Stated problem:
Copy the sports column from "And finally… the" to "join it too.", changing "football" to "soccer" throughout.

Excerpt to read:
His main rival in the ante-post market prior to the injury – and now Arc favourite – is Fame And Glory. In winning the Royal Whip Stakes, he proved little more than he still has a leg in each corner and here he managed to beat four other horses who probably had more than just that in common with a coffee table (a leg in each corner, that is).
Bekhabad is now a standout bet for me in the Arc. The 7’s with Laddies and Stan James looks more than fair to me, and I’ve already had a nice poke before Harbinger’s crocking.
And finally… the last word today is on the Premier League. You’ve heard me spout off on certain issues, and you probably now think I know nothing about football. Well, prove it!
I’ve created a league in the Barclays Premier League fantasy football competition, and you can join it too.
It’s totally free to enter, and you have the chance to brag about beating me. Actually, that’s very little to brag about. You have the chance to brag about winning the league though!

Source data:

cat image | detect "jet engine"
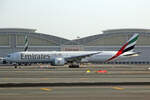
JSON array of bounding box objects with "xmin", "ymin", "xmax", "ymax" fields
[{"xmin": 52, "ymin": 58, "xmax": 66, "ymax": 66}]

Exercise solution:
And finally… the last word today is on the Premier League. You’ve heard me spout off on certain issues, and you probably now think I know nothing about soccer. Well, prove it!
I’ve created a league in the Barclays Premier League fantasy soccer competition, and you can join it too.